- **AIM 1**
Please transcribe the part of the text classification post that begins at the words "10 minute read" and stops after "difficult to maintain.".

10 minute read

In this blog post, I explore architectures like Logistic Regression, Support Vector Machines, Convolutional Neural Networks and fasttext to classify Amazon Reviews as positive or negative for a product.

INTRODUCTION

Text classification also known as text tagging or text categorization is the process of categorizing text into organized groups. By using Natural Language Processing (NLP), text classifiers can automatically analyze text and then assign a set of pre-defined tags or categories based on its content.

Unstructured text is everywhere, such as emails, chat conversations, websites, and social media but it’s hard to extract value from this data unless it’s organized in a certain way. Doing so used to be a difficult and expensive process since it required spending time and resources to manually sort the data or creating handcrafted rules that are difficult to maintain.

Text classification is becoming an increasingly important part of businesses as it allows to easily get insights from data and automate business processes. Some of the most common examples and use cases for automatic text classification include the following:

  • Sentiment Analysis: the process of understanding if a given text is talking positively or negatively about a given subject (e.g. for brand monitoring purposes).

- **INPUT ROWS**
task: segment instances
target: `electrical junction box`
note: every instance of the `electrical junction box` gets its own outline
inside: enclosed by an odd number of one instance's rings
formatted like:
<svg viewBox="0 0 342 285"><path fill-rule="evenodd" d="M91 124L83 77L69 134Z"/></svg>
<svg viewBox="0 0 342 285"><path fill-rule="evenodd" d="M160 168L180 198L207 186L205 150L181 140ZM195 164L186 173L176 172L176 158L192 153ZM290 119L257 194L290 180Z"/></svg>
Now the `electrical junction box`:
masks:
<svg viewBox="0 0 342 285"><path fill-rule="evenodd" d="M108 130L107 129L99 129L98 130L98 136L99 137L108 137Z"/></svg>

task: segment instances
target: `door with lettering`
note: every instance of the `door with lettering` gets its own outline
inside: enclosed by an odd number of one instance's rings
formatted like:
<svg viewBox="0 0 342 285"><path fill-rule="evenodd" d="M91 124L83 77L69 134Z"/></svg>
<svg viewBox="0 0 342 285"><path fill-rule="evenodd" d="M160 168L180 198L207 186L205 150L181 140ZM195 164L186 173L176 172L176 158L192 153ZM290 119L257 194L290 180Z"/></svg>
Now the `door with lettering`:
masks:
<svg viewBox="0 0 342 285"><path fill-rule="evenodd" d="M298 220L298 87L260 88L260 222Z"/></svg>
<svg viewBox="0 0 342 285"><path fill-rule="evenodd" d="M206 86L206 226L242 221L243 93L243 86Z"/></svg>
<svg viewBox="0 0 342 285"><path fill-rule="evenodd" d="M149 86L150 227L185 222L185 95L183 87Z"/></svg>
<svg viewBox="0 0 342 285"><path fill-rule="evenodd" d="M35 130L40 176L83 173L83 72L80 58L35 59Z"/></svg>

- **AIM 2**
Pull out each line of the records that contains the string "outline".

- **FULL RESPONSE 1**
10 minute read

In this blog post, I explore architectures like Logistic Regression, Support Vector Machines, Convolutional Neural Networks and fasttext to classify Amazon Reviews as positive or negative for a product.

INTRODUCTION

Text classification also known as text tagging or text categorization is the process of categorizing text into organized groups. By using Natural Language Processing (NLP), text classifiers can automatically analyze text and then assign a set of pre-defined tags or categories based on its content.

Unstructured text is everywhere, such as emails, chat conversations, websites, and social media but it’s hard to extract value from this data unless it’s organized in a certain way. Doing so used to be a difficult and expensive process since it required spending time and resources to manually sort the data or creating handcrafted rules that are difficult to maintain.

- **FULL RESPONSE 2**
note: every instance of the `electrical junction box` gets its own outline
note: every instance of the `door with lettering` gets its own outline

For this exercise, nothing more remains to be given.